Source passage —
__________
# Finished staining my desk, drying in direct sunlight okay?



## HarryS (Aug 10, 2015)

This is the first project I've ever worked on and I'm very excited! So last night I applied a second of red oak stain to my pine desk in my back porch and left it to dry overnight, well I think it was humid last night or it got damp from moisture since it was drizzling last night and it looked "sweaty" (from the humidity?) so I decided to move it to direct sunlight to dry and at the moment it looks nice but still looks wet in some places. 

I'm waiting for this to dry in order to put my semi gloss polyurethane, is this the right way of letting this dry?


----------



## HarryS (Aug 10, 2015)

Here's a picture showing where it's wet looking, I applied the stain with a rag. Also any tips would be appreciated if you notice anything else!


----------



## Al B Thayer (Dec 10, 2011)

I'd go ahead and wipe off the excess until you can't get any off. Stain these days has some solids in it that will seal it to some extent. That's more than likely what you have on the wet spots.

Al


----------



## HarryS (Aug 10, 2015)

Al B Thayer said:


> I'd go ahead and wipe off the excess until you can't get any off. Stain these days has some solids in it that will seal it to some extent. That's more than likely what you have on the wet spots.
> 
> Al


Alright I did a wipe off of the wet looking spots and it went down a little bit but it still has almost a shine look (or wet look) on the same spots almost as though its slightly sheened. If this doesn't go away completely is it okay to still apply the semi gloss poly?


----------



## HarryS (Aug 10, 2015)

Anybody?


----------



## Steve Neul (Sep 2, 2011)
__________
Raw records —
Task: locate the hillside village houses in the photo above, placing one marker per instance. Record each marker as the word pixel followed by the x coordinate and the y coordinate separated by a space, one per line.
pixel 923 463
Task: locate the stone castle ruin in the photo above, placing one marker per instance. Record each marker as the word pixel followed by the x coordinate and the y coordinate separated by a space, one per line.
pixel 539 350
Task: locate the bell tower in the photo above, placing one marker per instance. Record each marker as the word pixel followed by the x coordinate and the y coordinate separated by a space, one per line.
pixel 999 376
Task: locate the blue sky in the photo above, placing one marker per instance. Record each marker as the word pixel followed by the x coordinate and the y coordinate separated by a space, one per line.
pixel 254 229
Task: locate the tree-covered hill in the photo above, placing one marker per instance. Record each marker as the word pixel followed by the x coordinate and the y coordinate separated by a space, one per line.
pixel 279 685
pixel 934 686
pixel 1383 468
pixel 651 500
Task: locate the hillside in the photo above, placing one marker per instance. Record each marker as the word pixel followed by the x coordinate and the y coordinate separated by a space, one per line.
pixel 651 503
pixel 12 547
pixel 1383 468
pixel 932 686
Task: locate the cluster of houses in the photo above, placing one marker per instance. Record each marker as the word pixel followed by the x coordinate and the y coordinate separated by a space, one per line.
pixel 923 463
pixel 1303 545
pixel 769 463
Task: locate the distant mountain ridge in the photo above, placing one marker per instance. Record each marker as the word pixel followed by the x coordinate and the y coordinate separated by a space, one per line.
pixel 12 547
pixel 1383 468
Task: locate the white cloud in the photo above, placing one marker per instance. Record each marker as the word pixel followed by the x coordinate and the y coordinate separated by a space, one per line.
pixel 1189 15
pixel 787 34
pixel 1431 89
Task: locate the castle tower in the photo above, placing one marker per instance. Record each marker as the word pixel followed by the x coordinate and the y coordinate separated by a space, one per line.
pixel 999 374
__________
Problems and tasks —
1. Decide whether each statement agrees with the desk-staining thread, answering yes or no and quoting the words of the thread that settle it: (a) The desk is made of pine. (b) The stain was put on with a brush. (c) Wiping the wet-looking spots made them go away completely.
2. Reproduce word for word the stretch of the desk-staining thread from "This is the" through "letting this dry?".

List of solutions —
1.
(a) Yes: "my pine desk"
(b) No: "I applied the stain with a rag"
(c) No: "it went down a little bit but it still has almost a shine look (or wet look) on the same spots"

2.
This is the first project I've ever worked on and I'm very excited! So last night I applied a second of red oak stain to my pine desk in my back porch and left it to dry overnight, well I think it was humid last night or it got damp from moisture since it was drizzling last night and it looked "sweaty" (from the humidity?) so I decided to move it to direct sunlight to dry and at the moment it looks nice but still looks wet in some places. 

I'm waiting for this to dry in order to put my semi gloss polyurethane, is this the right way of letting this dry?